Instructions for the task
Which lines in the records below contain the word "bare"? Return each of them.

Data extract
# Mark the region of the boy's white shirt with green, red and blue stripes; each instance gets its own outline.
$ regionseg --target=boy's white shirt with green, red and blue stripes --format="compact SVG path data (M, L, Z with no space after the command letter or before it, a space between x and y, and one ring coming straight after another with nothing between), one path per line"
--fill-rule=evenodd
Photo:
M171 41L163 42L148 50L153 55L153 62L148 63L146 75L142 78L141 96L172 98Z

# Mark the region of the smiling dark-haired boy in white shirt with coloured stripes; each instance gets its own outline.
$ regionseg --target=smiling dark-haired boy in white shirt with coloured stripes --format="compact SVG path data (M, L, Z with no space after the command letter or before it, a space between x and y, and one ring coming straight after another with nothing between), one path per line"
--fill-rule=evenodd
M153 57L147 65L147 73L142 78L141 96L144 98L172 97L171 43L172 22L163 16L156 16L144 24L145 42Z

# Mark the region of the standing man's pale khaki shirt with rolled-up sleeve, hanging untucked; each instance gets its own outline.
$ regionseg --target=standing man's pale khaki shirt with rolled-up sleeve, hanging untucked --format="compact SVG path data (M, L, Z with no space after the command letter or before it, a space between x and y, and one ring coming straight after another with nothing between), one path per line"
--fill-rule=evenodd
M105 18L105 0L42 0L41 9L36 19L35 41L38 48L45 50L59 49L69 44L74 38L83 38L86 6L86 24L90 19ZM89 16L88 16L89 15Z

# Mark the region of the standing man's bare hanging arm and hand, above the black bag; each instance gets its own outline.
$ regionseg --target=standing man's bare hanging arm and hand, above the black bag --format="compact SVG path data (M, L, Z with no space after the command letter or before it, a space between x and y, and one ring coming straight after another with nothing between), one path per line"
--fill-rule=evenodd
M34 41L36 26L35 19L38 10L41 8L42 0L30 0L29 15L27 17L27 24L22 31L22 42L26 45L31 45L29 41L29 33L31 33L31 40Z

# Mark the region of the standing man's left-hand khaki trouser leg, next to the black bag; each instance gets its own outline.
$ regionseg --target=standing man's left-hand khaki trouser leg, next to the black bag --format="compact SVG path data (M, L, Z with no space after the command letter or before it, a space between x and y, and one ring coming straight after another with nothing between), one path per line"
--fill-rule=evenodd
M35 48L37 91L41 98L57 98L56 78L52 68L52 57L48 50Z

Finished exercise
# Mark the region of the standing man's bare hanging arm and hand, above the black bag; each instance gets its own outline.
$ regionseg --target=standing man's bare hanging arm and hand, above the black bag --format="compact SVG path data (M, L, Z with no space after the command letter or before it, a space between x and y, and one ring coming straight after another with nothing between), one path per line"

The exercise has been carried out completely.